## TO DO
Change every "flower" in the data below to "blossom", keeping all other text the same.

## TASK INPUTS

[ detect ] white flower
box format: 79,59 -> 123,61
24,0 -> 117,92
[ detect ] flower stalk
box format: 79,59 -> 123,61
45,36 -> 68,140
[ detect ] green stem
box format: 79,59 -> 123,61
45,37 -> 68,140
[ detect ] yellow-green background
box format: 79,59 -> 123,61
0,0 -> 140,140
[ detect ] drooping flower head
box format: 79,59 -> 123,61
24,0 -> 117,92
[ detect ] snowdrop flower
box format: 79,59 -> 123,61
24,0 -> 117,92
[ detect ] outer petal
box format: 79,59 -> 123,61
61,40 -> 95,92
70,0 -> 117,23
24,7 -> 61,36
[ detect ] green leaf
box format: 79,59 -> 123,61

## TASK ANSWER
[ detect ] white blossom
box format: 79,59 -> 123,61
24,0 -> 117,92
[ detect ] blossom stalk
box format: 79,59 -> 123,61
45,36 -> 68,140
[ detect ] green stem
box format: 79,59 -> 123,61
45,37 -> 68,140
[ detect ] yellow-green background
box format: 79,59 -> 123,61
0,0 -> 140,140
[ detect ] drooping blossom head
box format: 79,59 -> 123,61
24,0 -> 117,92
[ detect ] snowdrop blossom
box format: 79,59 -> 123,61
24,0 -> 117,92
[ detect ] outer petal
box format: 79,59 -> 123,61
61,40 -> 95,92
70,0 -> 117,23
24,7 -> 61,36
[ detect ] green leaf
box format: 79,59 -> 123,61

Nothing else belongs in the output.